§ EXERCISE SET
a: Answer these questions using the article on council funding:
(i) What fall in funding from 2016 to 2020 did Eric Pickles predict in 2010?
(ii) How much government grant will Birmingham city council receive in 2019-20?
(iii) What is the two per cent social care precept equivalent to per year on an average Band D home?
b: Summarize the article on council funding in two sentences.

=== STUDY TEXT ===

Greg Clark offers ‘historic’ four-year funding deal for councils, but the cuts go on
Government funding for local councils will fall by 6.7 per cent in real terms after inflation is taken into account over the next four years, wiping billions of pounds from town hall budgets.
But the cut announced by Communities Secretary Greg Clark is not as great as the Government predicted five years ago when the scale of the country’s financial crisis first became clear.
In 2010 Clark’s predecessor Eric Pickles predicted a 14 per cent fall in funding from 2016 to 2020.
The latest projections are hardly likely to come as much relief to hard-pressed councils.
Birmingham city council expects to have to cut a further £250 million from its budget by 2020 on top of more than £500 already axed since 2010.
Announcing what he termed a “historic settlement” for town halls Mr Clark confirmed that by 2020 councils will be fully funded from local taxes. Government grant will disappear to be replaced by business rates, which councils will be able to keep, and council tax.
In order to plan for this transformation Mr Clark is offering four-year funding settlements “to any council that wishes to plan ahead with confidence”.
Over the next four years Government grant paid to Birmingham city council will be £227 million in 2016-17, £177 million in 2017-18, 144 million in 2018-19 and £110 million in 2019-20. During that period the council will be able to retain an increasing proportion of business rates.
According to figures in the settlement, core spending power for local authorities across England, the government’s preferred measure of council finance, will fall from £44.50 billion in 2015-16 to £43.25 billion in 2016-17. Authorities with social care responsibilities, including Birmingham, face a 3.2 per cent reduction in spending power next year, compared to 1.1 per cent for non-social care councils.
However, over the Spending Review period to 2019-20, authorities responsible for social care will face only a 0.2 per cent reduction in spending power, releasing £3.5 billion of additional funds, compared to an 8.3 per cent reduction for districts and others not responsible for care services.
Mr Clark told MPs in the House of Commons:
This is an historic settlement for local government. It makes local councils fully responsible to local people for their financing – rather than central government – something that local government has been campaigning for over a number of decades.
In doing so it protects the resources available to councils over the next 4 years, puts more money into the agreed priority of caring for elderly people, and offers councils the certainty of a 4-year budget.
This settlement has been achieved by listening to local government leaders who have had a good track record of making savings and delivering valued services over the last five years. The resources available, the funds for social care, and the long term reform go beyond what council leaders dared hope for even a few months ago. It is a vote of confidence in the power of devolution.
Mr Clark listed three main planks of the settlement:
- To give councils further financial certainty before the devolution of business rates by 2020, the Government has taken the unprecedented step of offering a four-year settlement to any council that wishes to plan ahead with confidence.
- An extra £3.5 billion for adult social care. Up to £2 billion will come from a new two per cent social care precept – which is the equivalent to £23 per year on an average Band D home – to provide dedicated caring for the growing elderly population. A further £1.5 billion will be available to councils to work with the NHS to ensure that care is available for older people following hospital treatment through the Better Care Fund.
- Ministers are clear savings will be needed in services outside of adult social care, but at 6.7 per cent over this Spending Review period in real terms compared to 14 per cent announced at the Spending Review of 2010. Total funding for local councils will fall by 2.8 per cent in 2016 to 2017, before rising again so that by 2019 to 2020 it is virtually unchanged.

=== SOURCE DATA ===

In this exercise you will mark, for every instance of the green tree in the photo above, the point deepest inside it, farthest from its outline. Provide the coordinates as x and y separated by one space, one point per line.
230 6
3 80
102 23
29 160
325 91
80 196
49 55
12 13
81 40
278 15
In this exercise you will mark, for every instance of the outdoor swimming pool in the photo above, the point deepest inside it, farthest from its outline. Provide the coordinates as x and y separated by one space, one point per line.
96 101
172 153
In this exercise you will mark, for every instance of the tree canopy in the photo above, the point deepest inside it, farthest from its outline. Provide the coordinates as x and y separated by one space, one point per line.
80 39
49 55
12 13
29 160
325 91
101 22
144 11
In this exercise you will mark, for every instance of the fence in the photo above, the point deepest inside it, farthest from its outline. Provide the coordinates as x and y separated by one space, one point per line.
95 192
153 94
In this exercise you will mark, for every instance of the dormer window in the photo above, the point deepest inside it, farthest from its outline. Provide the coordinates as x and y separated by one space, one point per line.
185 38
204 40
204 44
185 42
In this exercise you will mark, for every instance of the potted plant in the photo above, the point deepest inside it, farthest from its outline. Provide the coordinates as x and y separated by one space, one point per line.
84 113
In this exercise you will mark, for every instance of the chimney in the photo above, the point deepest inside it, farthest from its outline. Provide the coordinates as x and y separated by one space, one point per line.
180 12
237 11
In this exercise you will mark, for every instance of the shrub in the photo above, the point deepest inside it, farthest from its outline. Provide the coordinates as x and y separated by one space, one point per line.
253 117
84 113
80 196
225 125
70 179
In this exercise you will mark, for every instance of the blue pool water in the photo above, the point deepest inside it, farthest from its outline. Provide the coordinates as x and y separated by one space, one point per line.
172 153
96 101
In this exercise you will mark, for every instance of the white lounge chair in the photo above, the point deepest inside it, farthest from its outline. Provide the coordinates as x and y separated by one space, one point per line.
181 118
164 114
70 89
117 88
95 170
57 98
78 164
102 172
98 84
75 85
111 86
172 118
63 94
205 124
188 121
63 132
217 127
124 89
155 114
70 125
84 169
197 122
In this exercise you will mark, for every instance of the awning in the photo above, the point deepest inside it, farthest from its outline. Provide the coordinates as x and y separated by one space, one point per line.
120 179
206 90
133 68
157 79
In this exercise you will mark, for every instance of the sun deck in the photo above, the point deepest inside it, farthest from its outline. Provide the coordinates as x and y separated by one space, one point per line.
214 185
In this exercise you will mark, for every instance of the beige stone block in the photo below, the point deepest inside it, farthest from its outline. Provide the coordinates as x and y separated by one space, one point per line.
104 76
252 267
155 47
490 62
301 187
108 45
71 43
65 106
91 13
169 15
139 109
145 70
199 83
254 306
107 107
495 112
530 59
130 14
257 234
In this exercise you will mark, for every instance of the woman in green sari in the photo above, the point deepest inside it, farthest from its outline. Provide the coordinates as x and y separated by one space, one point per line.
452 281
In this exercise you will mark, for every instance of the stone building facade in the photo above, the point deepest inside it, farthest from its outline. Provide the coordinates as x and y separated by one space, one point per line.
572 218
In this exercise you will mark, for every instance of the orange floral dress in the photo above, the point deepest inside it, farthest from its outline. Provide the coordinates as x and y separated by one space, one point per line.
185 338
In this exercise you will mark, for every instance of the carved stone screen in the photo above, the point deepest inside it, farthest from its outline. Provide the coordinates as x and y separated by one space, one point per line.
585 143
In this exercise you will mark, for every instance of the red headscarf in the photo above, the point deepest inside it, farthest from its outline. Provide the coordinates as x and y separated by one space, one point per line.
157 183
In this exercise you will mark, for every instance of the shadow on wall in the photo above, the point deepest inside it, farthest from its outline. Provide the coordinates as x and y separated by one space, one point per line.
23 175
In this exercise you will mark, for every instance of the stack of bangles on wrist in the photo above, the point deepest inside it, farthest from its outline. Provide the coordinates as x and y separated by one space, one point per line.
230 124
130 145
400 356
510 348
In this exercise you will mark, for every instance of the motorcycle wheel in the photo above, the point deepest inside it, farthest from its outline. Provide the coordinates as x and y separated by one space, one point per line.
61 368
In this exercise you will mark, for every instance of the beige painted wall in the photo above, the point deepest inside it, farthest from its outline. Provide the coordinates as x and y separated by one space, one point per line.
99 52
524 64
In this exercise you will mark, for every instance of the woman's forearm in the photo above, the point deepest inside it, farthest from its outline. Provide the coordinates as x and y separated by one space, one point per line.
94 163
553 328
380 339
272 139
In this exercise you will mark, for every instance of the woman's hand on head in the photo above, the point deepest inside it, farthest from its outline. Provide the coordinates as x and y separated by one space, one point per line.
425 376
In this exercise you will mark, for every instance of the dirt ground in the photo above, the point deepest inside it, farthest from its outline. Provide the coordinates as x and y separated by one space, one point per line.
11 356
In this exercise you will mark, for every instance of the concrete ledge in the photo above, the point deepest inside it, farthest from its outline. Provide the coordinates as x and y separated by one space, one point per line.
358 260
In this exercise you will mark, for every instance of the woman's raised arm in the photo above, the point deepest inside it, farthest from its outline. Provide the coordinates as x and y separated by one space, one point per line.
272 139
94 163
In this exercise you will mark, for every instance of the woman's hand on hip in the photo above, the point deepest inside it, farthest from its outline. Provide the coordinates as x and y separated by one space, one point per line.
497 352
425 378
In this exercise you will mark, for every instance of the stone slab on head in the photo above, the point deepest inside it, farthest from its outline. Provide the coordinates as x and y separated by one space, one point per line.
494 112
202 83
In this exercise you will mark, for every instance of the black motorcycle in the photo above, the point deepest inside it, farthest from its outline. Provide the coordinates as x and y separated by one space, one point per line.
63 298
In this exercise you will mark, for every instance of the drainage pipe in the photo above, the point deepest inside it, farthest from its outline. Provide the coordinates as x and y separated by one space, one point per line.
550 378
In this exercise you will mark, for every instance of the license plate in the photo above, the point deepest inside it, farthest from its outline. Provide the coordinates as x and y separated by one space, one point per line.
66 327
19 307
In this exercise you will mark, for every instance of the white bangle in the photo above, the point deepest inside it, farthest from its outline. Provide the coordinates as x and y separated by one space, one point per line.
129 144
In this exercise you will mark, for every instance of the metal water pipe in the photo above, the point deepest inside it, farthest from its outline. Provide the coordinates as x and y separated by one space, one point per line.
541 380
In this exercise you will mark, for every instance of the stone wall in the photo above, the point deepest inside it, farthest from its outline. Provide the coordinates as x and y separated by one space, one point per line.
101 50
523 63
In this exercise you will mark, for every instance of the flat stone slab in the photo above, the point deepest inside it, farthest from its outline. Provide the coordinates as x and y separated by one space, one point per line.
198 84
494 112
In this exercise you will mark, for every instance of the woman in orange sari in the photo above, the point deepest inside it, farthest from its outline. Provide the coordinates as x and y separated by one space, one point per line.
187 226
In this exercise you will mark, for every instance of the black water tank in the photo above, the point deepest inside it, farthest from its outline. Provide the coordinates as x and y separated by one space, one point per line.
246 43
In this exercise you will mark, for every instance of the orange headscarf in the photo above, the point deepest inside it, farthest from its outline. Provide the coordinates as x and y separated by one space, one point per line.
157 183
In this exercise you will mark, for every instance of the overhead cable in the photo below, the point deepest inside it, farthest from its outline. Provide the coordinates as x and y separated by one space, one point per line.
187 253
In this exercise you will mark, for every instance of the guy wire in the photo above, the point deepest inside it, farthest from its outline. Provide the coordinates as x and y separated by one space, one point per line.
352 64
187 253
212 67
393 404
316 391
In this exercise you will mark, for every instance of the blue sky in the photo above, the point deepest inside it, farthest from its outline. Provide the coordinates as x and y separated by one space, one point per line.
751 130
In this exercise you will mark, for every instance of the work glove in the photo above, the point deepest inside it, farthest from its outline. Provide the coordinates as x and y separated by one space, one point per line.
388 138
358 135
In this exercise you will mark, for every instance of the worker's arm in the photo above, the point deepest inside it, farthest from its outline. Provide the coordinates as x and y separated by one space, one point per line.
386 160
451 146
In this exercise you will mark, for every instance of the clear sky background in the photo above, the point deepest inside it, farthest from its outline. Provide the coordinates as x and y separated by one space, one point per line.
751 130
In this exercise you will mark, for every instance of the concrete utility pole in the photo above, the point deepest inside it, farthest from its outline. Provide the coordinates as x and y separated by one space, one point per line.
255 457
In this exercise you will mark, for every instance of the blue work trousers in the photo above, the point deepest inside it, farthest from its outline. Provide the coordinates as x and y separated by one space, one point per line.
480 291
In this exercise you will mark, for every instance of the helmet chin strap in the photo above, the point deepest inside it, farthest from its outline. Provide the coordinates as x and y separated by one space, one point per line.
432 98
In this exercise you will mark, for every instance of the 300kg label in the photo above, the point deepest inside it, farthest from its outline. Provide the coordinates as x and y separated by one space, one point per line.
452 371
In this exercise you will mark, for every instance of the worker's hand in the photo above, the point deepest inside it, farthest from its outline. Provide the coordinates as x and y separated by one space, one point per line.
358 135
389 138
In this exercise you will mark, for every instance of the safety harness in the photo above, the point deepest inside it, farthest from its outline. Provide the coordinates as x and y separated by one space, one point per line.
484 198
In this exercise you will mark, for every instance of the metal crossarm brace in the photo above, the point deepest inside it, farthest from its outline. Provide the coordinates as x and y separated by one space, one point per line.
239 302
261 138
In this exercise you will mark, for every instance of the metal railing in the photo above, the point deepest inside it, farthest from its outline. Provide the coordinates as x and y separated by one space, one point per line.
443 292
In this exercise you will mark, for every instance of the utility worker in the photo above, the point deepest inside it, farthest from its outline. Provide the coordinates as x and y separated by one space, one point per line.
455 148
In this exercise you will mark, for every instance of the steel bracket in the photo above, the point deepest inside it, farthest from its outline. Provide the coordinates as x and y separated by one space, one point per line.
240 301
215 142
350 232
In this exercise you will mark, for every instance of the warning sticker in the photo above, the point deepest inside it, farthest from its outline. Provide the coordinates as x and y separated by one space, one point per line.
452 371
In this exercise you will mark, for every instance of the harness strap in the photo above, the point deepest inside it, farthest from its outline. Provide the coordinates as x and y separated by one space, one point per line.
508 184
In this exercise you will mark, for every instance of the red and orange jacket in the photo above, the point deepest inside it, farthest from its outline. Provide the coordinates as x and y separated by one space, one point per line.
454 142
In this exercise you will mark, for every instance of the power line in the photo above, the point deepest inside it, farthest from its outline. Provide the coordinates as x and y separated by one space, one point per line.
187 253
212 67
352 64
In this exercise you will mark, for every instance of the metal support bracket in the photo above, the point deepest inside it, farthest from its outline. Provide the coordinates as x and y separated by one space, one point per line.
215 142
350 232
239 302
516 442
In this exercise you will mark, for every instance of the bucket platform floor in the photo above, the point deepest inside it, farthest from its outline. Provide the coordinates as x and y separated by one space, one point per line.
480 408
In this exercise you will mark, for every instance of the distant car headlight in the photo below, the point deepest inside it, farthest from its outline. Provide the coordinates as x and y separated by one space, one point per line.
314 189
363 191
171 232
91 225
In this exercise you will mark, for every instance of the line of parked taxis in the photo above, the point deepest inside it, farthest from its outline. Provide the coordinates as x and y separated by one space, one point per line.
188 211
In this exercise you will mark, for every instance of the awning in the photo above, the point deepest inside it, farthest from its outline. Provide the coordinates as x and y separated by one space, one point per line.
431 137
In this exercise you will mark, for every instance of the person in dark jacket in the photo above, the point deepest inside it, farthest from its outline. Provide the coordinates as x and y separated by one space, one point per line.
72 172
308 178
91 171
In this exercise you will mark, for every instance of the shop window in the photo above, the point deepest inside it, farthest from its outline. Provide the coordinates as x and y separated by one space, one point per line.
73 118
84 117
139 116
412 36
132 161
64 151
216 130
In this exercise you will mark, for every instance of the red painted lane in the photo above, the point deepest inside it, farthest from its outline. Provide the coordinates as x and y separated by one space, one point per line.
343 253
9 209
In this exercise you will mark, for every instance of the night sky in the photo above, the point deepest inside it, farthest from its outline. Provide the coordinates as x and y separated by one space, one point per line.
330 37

===

§ TASK RESULTS
a:
(i) A 14 per cent fall.
(ii) £110 million.
(iii) £23.

b: Communities Secretary Greg Clark announced that government funding for local councils will fall by 6.7 per cent in real terms over the next four years, which is less than the 14 per cent his predecessor Eric Pickles predicted in 2010. By 2020, councils will be fully funded from local taxes, and the settlement offers four-year funding deals and an extra £3.5 billion for adult social care, though councils such as Birmingham still expect further cuts.